## [What the task requires]
Please rewrite the rows below, changing every occurrence of "gets one dot" to "receives one dot" and leaving all other text as it is.

** Start **

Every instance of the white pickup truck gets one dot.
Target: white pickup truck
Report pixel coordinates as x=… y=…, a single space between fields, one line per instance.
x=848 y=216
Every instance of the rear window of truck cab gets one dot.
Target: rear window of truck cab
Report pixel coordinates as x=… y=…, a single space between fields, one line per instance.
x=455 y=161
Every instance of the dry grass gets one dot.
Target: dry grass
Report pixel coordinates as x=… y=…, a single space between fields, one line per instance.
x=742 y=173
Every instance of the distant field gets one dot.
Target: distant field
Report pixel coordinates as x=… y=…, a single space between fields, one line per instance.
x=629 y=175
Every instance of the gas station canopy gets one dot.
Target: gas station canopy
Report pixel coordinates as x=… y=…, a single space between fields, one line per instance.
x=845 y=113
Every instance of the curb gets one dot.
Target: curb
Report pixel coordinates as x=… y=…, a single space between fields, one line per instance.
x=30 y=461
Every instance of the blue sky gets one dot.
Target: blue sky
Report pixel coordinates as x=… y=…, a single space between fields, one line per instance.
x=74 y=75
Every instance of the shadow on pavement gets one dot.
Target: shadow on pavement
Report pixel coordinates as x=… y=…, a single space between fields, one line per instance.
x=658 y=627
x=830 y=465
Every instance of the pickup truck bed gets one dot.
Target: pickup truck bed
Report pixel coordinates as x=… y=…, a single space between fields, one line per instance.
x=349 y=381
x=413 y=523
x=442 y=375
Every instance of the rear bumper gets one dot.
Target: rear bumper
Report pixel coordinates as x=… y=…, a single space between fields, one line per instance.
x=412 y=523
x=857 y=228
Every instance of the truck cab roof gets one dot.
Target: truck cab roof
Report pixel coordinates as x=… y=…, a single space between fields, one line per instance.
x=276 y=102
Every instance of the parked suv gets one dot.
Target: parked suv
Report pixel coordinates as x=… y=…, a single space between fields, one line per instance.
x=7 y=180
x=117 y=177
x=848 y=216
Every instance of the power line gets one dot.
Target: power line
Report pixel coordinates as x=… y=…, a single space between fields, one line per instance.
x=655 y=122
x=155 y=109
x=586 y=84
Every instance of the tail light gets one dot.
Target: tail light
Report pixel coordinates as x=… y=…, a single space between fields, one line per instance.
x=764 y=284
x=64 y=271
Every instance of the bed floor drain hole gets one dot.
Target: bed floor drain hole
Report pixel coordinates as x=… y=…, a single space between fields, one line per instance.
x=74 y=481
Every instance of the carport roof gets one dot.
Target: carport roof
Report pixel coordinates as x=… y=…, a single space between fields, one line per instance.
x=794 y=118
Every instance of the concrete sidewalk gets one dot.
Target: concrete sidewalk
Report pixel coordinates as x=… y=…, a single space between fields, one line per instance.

** End **

## [Answer]
Every instance of the white pickup truck receives one dot.
Target: white pickup truck
Report pixel coordinates as x=… y=…, a single space between fields, one line per instance.
x=848 y=216
Every instance of the rear window of truck cab receives one dot.
Target: rear window of truck cab
Report pixel coordinates as x=… y=…, a single space between fields, one line per instance.
x=455 y=161
Every instance of the dry grass receives one dot.
Target: dry grass
Report pixel coordinates as x=… y=…, a single space between fields, one line per instance.
x=742 y=173
Every instance of the distant field receives one dot.
Target: distant field
Report pixel coordinates as x=… y=…, a single space between fields, one line per instance.
x=629 y=175
Every instance of the gas station canopy receives one dot.
Target: gas station canopy
Report pixel coordinates as x=… y=…, a single space between fields, one line per instance.
x=845 y=113
Every instance of the curb receives one dot.
Target: curb
Report pixel coordinates as x=… y=…, a single space between fields, one line per instance.
x=30 y=461
Every instance of the blue sky receives one dot.
Target: blue sky
Report pixel coordinates as x=… y=…, a single space between fields, one line per instance.
x=74 y=75
Every instance of the shadow on pavement receives one dot.
Target: shadow on pavement
Report pixel coordinates as x=… y=…, a single space between fields, one line per instance.
x=658 y=627
x=830 y=465
Every instance of the pickup truck bed receives one dot.
Target: pickup truck bed
Report pixel coordinates as x=… y=…, a single space between fields, one line per instance.
x=349 y=381
x=413 y=523
x=442 y=375
Every instance of the rear bumper receives one dot.
Target: rear bumper
Report pixel coordinates as x=… y=…, a single space between fields, one line per instance.
x=412 y=523
x=857 y=228
Every instance of the truck cab roof receives one dot.
Target: truck cab roof
Report pixel coordinates as x=… y=…, a single space between fields, one line per instance.
x=276 y=102
Every instance of the parked suv receives one dot.
Target: parked suv
Report pixel coordinates as x=… y=…, a single space between fields, one line per instance.
x=7 y=180
x=117 y=177
x=848 y=216
Every instance of the power line receives one dot.
Target: power line
Report pixel coordinates as x=… y=…, a single space between fields, one line per instance.
x=655 y=122
x=155 y=109
x=586 y=84
Every instance of the tail light receives one dot.
Target: tail light
Report pixel coordinates as x=… y=…, a single space between fields, one line per instance.
x=764 y=284
x=64 y=271
Every instance of the bed floor drain hole receives one dot.
Target: bed floor drain hole
Report pixel coordinates as x=… y=…, a single space between fields, one line per instance.
x=74 y=481
Every instance of the carport roof receives one dot.
Target: carport roof
Report pixel coordinates as x=… y=…, a single space between fields, one line per instance.
x=794 y=118
Every instance of the concrete sidewalk receives one dot.
Target: concrete sidewalk
Report pixel coordinates as x=… y=…, a single space between fields, one line per instance.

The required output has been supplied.